• [DATASET RECORDS]

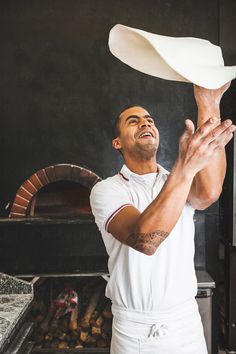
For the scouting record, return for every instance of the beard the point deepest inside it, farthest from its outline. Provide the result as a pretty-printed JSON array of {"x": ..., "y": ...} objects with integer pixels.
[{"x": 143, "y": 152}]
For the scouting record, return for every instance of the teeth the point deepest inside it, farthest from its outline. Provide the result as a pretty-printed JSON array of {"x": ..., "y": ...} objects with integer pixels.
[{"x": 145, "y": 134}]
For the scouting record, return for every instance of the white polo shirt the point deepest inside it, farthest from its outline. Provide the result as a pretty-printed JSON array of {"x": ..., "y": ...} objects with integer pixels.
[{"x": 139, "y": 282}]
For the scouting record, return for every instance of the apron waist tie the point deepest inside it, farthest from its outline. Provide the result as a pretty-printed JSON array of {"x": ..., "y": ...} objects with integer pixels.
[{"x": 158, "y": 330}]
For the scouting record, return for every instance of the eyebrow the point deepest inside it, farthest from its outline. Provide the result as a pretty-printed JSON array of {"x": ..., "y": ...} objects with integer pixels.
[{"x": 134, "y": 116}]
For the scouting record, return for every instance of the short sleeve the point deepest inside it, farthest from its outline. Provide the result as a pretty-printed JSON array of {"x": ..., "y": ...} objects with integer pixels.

• [WHAT IS EXPECTED] An exact copy of the entries, without any pictures, is what the answer should be.

• [RESPONSE FOR THIS EXERCISE]
For the scouting record, return for every instance of the beard the point deepest inside it, farthest from its outline. Provide the result as a pretty-printed JSON array of {"x": ..., "y": ...} objects with integer pixels.
[{"x": 143, "y": 152}]
For the scouting record, return for every instance of the teeth the point deepest inside it, farthest from its outline. Provide the result as a pretty-printed JSON array of {"x": ..., "y": ...} objects with integer pixels.
[{"x": 145, "y": 134}]
For the scouting record, return for every instance of the white polo shirt the point deepest inside it, farthest from its outline. Provide the result as a pretty-printed JSON array of {"x": ..., "y": ...} objects with integer pixels.
[{"x": 139, "y": 282}]
For the scouting record, return for every instance of the apron waist tie the point deepest inside it, farthest from its outline. Provide the result as a pretty-printed JSON array of {"x": ..., "y": ...} objects with integer pixels.
[{"x": 158, "y": 330}]
For the scouting record, return for every instance of the eyebrow the point deepest inside it, farthest from its outline. Provide the result as a pretty-printed JSON array of {"x": ..., "y": ...} objects with integer pixels.
[{"x": 134, "y": 116}]
For the scouting record, return for every instance of the short sleeve the point deepest inside it, farthest from its outline. Provide the result as a pretty-printed JSON array of {"x": ..., "y": ...} objects with integer pixels.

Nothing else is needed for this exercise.